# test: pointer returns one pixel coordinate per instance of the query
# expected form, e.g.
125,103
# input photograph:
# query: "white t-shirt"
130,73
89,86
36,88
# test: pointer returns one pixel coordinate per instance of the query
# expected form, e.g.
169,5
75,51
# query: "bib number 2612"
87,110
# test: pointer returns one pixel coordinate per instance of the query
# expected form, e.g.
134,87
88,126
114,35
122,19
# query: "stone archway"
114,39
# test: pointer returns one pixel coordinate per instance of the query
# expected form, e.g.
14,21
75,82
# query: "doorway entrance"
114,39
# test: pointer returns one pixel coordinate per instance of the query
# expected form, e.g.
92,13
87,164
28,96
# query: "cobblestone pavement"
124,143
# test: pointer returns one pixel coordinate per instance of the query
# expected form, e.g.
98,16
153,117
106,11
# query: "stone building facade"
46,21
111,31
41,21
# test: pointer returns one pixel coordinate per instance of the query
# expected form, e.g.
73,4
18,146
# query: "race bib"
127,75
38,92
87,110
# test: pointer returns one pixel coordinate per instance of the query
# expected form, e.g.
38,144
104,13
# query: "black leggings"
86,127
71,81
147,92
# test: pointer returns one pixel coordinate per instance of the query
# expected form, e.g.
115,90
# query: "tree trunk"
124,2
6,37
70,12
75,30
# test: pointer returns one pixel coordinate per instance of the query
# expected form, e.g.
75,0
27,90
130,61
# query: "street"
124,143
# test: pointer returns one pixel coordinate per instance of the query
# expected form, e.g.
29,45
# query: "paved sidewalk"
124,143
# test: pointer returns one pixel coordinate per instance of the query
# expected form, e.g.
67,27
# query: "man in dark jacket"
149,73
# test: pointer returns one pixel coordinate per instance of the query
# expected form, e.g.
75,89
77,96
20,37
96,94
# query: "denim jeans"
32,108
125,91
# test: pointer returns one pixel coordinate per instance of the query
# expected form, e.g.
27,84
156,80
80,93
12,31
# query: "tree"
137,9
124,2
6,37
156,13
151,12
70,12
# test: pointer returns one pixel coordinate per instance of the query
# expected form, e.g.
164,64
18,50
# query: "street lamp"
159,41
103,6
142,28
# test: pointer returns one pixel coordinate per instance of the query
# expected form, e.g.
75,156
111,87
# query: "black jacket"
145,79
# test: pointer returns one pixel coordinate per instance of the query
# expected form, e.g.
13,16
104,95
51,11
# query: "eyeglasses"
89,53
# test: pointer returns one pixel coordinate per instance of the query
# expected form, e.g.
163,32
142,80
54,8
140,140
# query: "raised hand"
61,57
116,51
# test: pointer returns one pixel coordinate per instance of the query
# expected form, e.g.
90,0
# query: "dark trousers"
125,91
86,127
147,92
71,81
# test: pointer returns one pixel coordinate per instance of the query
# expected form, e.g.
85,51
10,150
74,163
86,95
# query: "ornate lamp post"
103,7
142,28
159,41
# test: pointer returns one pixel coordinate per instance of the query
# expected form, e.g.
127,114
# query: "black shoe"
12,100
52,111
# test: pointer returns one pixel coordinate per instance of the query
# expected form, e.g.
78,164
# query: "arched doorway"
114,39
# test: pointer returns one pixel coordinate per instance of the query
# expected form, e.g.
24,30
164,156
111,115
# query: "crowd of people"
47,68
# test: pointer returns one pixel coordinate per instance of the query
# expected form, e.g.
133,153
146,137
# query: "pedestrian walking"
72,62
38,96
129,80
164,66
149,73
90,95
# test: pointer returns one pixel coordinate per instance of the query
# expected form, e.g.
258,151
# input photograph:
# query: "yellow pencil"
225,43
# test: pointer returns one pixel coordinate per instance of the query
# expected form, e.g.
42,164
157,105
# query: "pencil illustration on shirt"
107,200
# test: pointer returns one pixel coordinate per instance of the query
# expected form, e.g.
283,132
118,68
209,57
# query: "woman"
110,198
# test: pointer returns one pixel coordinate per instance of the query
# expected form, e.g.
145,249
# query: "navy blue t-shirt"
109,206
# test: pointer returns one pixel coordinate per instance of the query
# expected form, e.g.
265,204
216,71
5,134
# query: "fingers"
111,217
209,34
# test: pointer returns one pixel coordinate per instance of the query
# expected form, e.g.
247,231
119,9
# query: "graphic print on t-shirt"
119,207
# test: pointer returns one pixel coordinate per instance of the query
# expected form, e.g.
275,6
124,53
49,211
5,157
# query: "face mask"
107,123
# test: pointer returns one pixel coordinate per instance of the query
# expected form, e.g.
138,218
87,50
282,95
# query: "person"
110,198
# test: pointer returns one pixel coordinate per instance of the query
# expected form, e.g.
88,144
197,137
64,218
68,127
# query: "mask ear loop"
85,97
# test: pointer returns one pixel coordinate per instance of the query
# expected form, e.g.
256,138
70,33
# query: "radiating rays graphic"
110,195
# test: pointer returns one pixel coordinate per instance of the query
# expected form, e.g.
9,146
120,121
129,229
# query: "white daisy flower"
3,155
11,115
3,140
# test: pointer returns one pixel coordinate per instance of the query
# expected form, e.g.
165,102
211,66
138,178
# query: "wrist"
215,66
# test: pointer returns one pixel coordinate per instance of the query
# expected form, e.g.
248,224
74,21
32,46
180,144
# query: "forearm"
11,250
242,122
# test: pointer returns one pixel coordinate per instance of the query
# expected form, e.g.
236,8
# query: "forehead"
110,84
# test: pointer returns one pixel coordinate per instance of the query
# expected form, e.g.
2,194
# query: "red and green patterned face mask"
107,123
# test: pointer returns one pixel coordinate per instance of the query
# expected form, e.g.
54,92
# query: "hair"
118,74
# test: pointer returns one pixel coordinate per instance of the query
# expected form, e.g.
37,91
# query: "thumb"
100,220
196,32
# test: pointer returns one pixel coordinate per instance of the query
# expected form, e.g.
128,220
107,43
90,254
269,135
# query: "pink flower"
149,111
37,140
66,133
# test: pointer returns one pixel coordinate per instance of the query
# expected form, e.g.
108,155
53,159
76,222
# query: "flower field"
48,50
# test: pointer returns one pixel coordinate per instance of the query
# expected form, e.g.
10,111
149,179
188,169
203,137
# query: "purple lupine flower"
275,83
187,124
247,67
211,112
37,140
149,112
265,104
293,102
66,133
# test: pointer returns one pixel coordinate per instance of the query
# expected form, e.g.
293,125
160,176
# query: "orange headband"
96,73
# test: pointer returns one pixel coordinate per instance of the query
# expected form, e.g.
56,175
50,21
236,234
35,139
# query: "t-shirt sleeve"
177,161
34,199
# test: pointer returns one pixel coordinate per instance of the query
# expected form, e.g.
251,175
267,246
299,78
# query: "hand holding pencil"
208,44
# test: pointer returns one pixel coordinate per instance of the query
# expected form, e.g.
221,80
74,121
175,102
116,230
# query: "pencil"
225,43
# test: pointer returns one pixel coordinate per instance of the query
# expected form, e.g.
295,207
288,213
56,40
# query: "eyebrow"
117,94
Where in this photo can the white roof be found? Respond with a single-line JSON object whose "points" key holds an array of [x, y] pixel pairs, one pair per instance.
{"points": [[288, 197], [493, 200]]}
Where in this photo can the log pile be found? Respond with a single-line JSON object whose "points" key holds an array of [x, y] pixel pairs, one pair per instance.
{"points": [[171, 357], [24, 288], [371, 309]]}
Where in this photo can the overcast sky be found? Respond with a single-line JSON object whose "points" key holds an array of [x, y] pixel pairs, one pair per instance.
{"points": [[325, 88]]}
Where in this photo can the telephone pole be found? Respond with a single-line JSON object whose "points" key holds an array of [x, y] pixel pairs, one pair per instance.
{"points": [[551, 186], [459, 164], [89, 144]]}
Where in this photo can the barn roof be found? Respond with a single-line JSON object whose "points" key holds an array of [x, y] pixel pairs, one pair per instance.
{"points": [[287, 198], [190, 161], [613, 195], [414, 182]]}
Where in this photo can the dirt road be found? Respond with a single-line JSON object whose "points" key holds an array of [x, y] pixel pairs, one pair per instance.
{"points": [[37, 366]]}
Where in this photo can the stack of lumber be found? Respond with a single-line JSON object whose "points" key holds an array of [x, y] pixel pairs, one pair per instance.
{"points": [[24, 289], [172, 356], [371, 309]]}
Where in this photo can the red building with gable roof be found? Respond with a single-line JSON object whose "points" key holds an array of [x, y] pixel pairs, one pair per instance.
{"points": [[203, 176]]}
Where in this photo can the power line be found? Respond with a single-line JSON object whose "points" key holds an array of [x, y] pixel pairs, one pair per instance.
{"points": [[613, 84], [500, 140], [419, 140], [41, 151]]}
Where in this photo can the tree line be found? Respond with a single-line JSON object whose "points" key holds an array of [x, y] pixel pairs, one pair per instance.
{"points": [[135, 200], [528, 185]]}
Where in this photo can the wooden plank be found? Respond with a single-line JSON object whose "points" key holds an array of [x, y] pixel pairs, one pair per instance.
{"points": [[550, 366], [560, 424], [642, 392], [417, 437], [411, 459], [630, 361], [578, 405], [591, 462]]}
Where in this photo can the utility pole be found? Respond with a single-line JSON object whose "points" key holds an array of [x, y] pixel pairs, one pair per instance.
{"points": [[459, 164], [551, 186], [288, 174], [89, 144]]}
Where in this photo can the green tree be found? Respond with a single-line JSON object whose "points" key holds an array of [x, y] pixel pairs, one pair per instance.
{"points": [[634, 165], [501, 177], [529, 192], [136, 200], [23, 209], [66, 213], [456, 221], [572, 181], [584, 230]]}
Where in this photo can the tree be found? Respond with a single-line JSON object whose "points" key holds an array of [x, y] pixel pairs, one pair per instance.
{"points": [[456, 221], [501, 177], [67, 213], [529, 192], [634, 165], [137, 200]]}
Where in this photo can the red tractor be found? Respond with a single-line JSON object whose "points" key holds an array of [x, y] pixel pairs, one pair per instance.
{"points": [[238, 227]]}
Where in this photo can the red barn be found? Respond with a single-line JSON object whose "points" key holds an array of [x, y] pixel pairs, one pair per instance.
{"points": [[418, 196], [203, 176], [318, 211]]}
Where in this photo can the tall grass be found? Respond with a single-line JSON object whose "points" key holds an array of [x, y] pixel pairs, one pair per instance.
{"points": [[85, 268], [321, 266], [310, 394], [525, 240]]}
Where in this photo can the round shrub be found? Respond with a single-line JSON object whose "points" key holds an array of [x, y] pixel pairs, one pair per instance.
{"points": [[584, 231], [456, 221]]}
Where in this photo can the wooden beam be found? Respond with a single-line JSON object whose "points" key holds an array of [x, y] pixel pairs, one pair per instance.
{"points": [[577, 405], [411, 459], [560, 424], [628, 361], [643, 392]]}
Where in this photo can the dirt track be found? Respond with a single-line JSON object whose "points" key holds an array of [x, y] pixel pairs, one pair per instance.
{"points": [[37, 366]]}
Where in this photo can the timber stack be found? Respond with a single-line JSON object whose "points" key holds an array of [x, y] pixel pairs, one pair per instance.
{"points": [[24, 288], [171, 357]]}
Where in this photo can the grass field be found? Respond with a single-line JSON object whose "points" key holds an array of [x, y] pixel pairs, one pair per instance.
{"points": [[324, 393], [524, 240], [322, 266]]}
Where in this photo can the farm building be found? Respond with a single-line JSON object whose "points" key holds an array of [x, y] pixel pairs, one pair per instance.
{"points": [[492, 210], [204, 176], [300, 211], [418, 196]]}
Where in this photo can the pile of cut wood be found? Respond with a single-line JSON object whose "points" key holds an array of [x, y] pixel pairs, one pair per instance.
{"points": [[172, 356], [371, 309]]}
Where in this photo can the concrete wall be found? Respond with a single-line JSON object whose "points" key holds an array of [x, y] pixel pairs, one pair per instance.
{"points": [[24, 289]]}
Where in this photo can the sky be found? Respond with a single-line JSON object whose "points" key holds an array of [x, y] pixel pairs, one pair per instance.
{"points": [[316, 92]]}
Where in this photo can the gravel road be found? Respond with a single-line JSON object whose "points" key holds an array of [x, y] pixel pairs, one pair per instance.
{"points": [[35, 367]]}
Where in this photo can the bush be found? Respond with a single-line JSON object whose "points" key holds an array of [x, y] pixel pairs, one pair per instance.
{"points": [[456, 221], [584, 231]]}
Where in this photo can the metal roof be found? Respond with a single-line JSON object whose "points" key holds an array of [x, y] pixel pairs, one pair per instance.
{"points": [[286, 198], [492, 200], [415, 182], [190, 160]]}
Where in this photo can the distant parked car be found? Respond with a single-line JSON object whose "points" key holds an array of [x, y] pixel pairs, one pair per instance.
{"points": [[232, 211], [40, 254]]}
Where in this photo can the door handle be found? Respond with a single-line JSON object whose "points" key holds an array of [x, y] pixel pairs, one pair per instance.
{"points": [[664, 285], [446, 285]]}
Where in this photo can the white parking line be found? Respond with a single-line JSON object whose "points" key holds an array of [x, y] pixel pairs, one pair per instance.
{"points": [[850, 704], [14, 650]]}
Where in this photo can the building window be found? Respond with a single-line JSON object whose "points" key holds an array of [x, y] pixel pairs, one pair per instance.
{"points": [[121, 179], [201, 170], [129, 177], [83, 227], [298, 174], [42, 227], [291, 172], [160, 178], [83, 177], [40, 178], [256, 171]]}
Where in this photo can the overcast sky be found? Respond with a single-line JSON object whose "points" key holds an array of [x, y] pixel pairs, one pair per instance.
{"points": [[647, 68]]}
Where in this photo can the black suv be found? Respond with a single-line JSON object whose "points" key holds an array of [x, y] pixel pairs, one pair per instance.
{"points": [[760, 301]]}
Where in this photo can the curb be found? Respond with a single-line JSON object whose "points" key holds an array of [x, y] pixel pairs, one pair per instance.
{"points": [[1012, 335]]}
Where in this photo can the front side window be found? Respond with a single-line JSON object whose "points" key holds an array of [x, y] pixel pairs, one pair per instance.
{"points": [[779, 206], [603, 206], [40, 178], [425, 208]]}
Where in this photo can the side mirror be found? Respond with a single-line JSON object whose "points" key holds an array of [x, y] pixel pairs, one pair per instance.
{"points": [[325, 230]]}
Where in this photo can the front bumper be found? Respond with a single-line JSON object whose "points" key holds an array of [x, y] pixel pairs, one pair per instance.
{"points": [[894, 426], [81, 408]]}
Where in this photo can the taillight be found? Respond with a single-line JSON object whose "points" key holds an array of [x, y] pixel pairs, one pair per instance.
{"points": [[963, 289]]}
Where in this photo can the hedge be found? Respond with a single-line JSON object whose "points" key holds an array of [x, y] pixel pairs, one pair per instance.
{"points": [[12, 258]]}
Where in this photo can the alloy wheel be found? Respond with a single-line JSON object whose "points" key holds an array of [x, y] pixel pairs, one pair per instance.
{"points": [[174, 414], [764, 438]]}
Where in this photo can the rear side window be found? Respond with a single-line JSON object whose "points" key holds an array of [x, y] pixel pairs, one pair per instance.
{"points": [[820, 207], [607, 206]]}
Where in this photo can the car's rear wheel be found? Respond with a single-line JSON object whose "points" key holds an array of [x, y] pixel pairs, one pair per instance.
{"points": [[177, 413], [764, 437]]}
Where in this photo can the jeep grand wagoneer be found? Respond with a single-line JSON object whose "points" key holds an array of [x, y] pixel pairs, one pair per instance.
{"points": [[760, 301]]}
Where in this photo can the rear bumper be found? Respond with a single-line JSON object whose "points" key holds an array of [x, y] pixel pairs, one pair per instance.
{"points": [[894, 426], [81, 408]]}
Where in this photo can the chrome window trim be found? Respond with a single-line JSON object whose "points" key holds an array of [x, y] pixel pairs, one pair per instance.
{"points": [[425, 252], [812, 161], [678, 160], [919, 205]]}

○ ○ ○ ○ ○

• **WORK REQUIRED**:
What you give back should be exactly the lines from the one with "Where in this photo can the taillight" through the final line of the listing, and no others.

• **EXPECTED ANSWER**:
Where in this photo can the taillight be found? Respond with a single-line JSON object whose "points" key holds an array of [x, y] pixel pairs, one pair per instance.
{"points": [[963, 289]]}
Where in this photo can the hedge be found? Respond with a single-line JSON object whose "points" key holds an array of [x, y] pixel pairs, one pair per instance.
{"points": [[12, 258]]}
Where in this photo can the alloy wheel be found? Respond with a single-line JSON object whose "points" key holds an array of [x, y] pixel pairs, one pair per instance.
{"points": [[174, 414], [764, 438]]}
Where in this photo can the rear side window be found? Respond with a single-line JSON object whose "points" key holds an array of [x, y] pixel pairs, one pair per instance.
{"points": [[820, 207], [607, 206]]}
Where in this photo can the car's rear wheel be found? Respond with a single-line JSON object whose "points" key holds an array of [x, y] pixel pairs, one pair per instance.
{"points": [[177, 413], [764, 437]]}
Where in this photo can the jeep grand wagoneer be found? Respond with a single-line JSON object whose "points" key holds an array of [x, y] pixel pairs, one pair per instance.
{"points": [[760, 301]]}
Where in this photo can the rear bumper be found? Respond with a single-line JSON object whose "points" key holds an array of [x, y] pixel pairs, one pair per instance.
{"points": [[894, 426], [81, 408]]}
Where in this photo can the chrome window trim be found? Respond with a single-line JSON object whose "points" key holds an array of [x, y] pixel pairs, one pair per instance.
{"points": [[425, 252], [812, 161], [678, 160], [919, 205]]}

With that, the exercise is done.